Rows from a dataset
>>>
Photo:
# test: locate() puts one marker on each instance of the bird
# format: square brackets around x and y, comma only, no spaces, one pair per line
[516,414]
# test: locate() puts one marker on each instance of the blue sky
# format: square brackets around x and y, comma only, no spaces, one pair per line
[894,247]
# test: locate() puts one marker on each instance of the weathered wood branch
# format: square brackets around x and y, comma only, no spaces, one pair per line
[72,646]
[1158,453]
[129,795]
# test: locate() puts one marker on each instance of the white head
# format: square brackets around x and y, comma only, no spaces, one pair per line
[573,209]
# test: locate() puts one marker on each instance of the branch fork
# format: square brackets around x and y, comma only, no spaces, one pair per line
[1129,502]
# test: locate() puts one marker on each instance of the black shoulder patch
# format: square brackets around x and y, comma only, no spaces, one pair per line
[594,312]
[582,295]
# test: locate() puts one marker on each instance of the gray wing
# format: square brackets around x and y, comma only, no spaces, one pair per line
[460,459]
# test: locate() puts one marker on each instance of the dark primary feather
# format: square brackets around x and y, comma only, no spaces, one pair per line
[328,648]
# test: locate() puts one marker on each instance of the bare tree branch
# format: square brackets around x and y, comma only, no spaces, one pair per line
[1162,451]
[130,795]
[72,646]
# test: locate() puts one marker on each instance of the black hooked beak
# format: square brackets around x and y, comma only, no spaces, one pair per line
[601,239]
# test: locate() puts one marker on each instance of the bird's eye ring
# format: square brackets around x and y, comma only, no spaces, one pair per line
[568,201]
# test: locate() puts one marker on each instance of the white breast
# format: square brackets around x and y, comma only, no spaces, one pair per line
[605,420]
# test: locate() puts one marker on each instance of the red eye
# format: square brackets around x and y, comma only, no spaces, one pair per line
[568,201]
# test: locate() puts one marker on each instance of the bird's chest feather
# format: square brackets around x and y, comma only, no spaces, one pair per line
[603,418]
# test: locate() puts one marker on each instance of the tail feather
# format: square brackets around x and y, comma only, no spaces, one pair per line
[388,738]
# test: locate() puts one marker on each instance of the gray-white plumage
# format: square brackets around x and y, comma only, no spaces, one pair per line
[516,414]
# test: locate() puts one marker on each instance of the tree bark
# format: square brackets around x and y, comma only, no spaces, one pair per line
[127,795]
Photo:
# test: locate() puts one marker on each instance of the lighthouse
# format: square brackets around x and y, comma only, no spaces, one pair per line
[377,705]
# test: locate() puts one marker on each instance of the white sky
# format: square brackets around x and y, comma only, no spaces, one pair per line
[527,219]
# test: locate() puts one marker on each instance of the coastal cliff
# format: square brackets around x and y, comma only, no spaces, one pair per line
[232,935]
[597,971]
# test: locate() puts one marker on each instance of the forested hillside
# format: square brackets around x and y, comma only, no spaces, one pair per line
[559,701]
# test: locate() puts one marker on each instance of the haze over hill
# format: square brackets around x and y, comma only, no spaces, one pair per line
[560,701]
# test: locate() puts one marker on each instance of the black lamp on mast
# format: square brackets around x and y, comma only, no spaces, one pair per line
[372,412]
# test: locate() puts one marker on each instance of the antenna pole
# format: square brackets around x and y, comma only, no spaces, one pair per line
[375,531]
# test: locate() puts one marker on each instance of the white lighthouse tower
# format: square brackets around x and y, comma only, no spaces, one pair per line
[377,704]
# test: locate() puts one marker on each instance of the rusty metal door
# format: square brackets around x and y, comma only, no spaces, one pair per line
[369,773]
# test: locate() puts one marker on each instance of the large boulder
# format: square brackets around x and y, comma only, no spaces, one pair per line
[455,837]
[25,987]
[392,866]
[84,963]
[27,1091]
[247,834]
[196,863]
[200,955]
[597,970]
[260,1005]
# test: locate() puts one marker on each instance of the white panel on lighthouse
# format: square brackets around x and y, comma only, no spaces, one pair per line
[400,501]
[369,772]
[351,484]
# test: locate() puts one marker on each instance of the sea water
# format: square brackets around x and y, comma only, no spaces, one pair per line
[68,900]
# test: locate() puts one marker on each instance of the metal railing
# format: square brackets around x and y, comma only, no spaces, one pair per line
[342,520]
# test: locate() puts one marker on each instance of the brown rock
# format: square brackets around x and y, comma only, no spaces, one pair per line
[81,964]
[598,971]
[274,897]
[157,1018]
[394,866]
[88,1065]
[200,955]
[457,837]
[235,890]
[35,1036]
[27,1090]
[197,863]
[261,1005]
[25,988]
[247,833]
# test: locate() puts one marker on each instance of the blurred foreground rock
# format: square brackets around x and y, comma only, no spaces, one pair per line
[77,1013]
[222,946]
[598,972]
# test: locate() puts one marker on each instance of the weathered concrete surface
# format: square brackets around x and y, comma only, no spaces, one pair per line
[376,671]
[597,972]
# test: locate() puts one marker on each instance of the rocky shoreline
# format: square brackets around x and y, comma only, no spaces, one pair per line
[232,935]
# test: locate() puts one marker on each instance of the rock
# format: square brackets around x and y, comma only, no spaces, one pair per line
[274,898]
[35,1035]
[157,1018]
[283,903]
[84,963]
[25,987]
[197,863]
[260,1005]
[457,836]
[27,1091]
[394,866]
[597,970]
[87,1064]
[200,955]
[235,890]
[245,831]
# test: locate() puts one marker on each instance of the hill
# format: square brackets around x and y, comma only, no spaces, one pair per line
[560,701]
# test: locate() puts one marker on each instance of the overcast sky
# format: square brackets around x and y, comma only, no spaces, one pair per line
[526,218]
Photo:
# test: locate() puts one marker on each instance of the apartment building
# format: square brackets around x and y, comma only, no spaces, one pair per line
<<<
REQUIREMENT: Copy out each record exactly as given, omitting none.

RESULT:
Photo:
# test: locate() puts one marker on each instance of the bird
# format: square brackets around x and y, comma only, no spaces, one pair per line
[516,414]
# test: locate() puts one marker on each instance of the blue sky
# format: square brackets around x and y, comma only, no spaces, one pair per line
[894,247]
# test: locate() puts one marker on each instance of the weathered wood branch
# format: square brackets around x and y, comma only, no spaces, one pair per line
[72,646]
[1158,453]
[129,795]
# test: locate() puts one marker on each instance of the white head
# format: square brackets around x and y, comma only, no spaces, one pair per line
[573,209]
# test: locate() puts one marker on each instance of the branch fork
# format: square brackets around x and y, comma only, no spaces, one pair per line
[1129,502]
# test: locate() puts one marker on each instance of the black shoulder patch
# format: square brackets around x and y, comma only, no spaces, one pair per line
[594,312]
[582,295]
# test: locate() puts one marker on each instance of the gray wing
# format: square brackets around x and y, comma only, no spaces, one pair per line
[460,459]
# test: locate() puts one marker on each instance of the dark primary feather
# format: square brackets around x and y, comma only, no spaces, one pair per line
[328,648]
# test: locate() puts one marker on each instance of the bare tree branch
# format: square brackets around x and y, comma only, no spaces, one pair per line
[1162,451]
[130,795]
[72,646]
# test: locate() puts one marker on each instance of the black hooked beak
# format: square brackets around x and y, comma only, no spaces, one pair per line
[601,239]
# test: locate() puts one marker on each instance of the bird's eye ring
# format: square brackets around x and y, comma only, no spaces, one pair per line
[568,201]
# test: locate() puts one marker on each instance of the white breast
# format: square brackets around x and y, comma only, no spaces, one pair per line
[605,420]
# test: locate() puts one marker on each instance of the red eye
# format: square brackets around x and y, comma only, no spaces, one pair per line
[568,201]
# test: locate() puts one marker on each instance of the bird's chest feather
# format: square brackets around x and y, comma only, no spaces, one pair per line
[603,418]
# test: locate() puts one marker on each instance of the tail feather
# format: square brackets around x and y, comma only, no spaces, one pair per line
[388,738]
# test: locate() puts one marker on each instance of the gray-white plumage
# format: square brackets around x and y, comma only, no spaces, one pair per line
[516,414]
# test: locate() puts one marker on each instance of the tree bark
# format: square brackets around x and y, comma only, no spaces, one pair per line
[127,795]
Photo:
# test: locate() puts one marker on each instance of the lighthouse
# format: square brackets around x and y, comma only, no spaces, one pair per line
[377,705]
# test: locate() puts one marker on each instance of the white sky
# format: square brackets around x and y, comma only, no spaces, one pair per line
[527,219]
# test: locate() puts one marker on each instance of the coastal cliff
# format: square brackets around x and y, comma only, no spaces, one pair per line
[232,935]
[597,971]
# test: locate() puts one marker on each instance of the forested hillside
# format: square brackets around x and y, comma only, no spaces, one pair per line
[559,701]
# test: locate() puts one marker on each instance of the haze over hill
# format: square brackets around x and y, comma only, no spaces, one pair per line
[560,701]
# test: locate() puts one marker on each instance of the black lamp on mast
# format: square brackets around x and y, comma only, no spaces, one pair per line
[372,412]
# test: locate() puts one marker on each instance of the antenna pole
# format: square brackets around x and y, comma only, no spaces, one pair per line
[375,531]
# test: locate() puts one marker on each instance of the white lighthouse tower
# format: square brackets around x and y, comma only, no spaces, one pair per line
[377,704]
# test: locate() puts one marker on each instance of the rusty metal door
# format: square brackets around x and y, comma only, no spaces, one pair per line
[369,773]
# test: locate() puts one marker on each instance of the large boulder
# format: square brackets around x and y, comma only, no spaces, one pair per line
[455,837]
[25,987]
[392,866]
[84,963]
[27,1091]
[247,834]
[196,863]
[200,955]
[597,970]
[260,1005]
# test: locate() puts one marker on each instance of the white panel on lighthouse
# format: square brackets around x and y, comma only, no spaces, one pair per line
[400,501]
[369,772]
[351,484]
# test: locate() puts one marker on each instance of the sea water
# format: square brackets around x and y, comma only, no spaces, one pair per line
[68,900]
# test: locate() puts one marker on each instance of the metal railing
# format: square brackets around x and y, comma only, no spaces, one pair per line
[342,520]
# test: locate() puts one marker on each instance of the brown rock
# format: square brackets around x and y, comma only, no spaces, one pair per line
[81,964]
[598,971]
[274,897]
[157,1018]
[394,866]
[88,1065]
[200,955]
[457,837]
[235,890]
[35,1036]
[27,1090]
[197,863]
[261,1005]
[25,988]
[247,833]
# test: locate() puts one marker on each instance of the blurred foreground rock
# format: square brackets around x and y, comma only, no spaces, one pair per line
[77,1013]
[222,946]
[598,972]
# test: locate() puts one marker on each instance of the weathered concrete surface
# format: square brackets around x and y, comma only, no spaces, one pair per line
[376,671]
[597,972]
# test: locate() puts one marker on each instance of the rocky shoreline
# format: square brackets around x and y, comma only, no spaces, one pair per line
[232,935]
# test: locate() puts one marker on each instance of the rock
# format: square brackets around x and y, comma only, no spaces, one pair per line
[274,898]
[35,1035]
[157,1018]
[283,903]
[84,963]
[25,987]
[197,863]
[260,1005]
[457,836]
[27,1091]
[394,866]
[597,970]
[87,1064]
[200,955]
[235,890]
[245,831]
# test: locate() puts one marker on each instance of the hill
# format: square brackets around x and y, comma only, no spaces, one pair per line
[560,701]
# test: locate() puts one marker on each instance of the overcast sky
# format: square brackets around x and y, comma only, no spaces, one pair per line
[526,218]
Photo:
# test: locate() puts one marker on each instance of the apartment building
# format: square brackets around x and y, comma only, no spaces, one pair per line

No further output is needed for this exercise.